Identify every line in the items below that contains the string "tree", matching case exactly, and copy each such line.

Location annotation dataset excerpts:
_ _ _ _

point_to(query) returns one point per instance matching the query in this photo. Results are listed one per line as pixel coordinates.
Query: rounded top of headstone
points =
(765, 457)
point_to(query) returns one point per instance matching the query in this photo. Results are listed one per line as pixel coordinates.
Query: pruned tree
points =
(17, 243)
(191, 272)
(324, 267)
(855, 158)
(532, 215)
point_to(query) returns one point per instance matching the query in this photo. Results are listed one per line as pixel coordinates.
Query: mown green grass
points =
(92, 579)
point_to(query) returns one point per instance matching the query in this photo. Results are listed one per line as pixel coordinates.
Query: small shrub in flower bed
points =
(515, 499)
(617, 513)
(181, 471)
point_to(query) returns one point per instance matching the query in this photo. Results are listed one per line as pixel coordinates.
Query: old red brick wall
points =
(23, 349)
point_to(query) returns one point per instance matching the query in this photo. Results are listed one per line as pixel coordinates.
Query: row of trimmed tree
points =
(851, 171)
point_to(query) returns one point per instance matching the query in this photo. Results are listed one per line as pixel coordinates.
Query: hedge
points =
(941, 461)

_ _ _ _

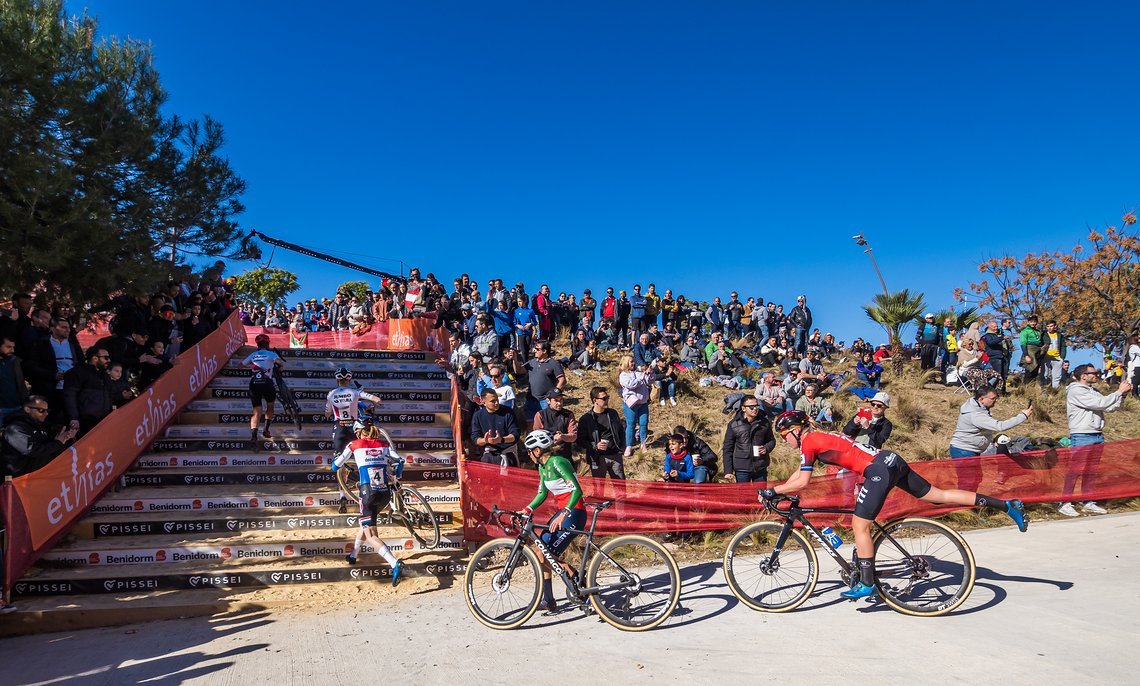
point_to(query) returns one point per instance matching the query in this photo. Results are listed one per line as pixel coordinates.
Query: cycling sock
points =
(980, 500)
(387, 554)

_ _ _ _

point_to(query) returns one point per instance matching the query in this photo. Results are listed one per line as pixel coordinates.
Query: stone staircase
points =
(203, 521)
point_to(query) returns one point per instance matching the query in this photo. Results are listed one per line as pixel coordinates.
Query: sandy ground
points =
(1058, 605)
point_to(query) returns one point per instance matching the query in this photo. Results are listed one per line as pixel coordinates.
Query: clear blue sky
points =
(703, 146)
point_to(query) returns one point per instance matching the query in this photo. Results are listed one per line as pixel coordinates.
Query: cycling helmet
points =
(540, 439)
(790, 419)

_ _ _ _

[Complete response]:
Query: pruned tree
Query: row of trimmed tree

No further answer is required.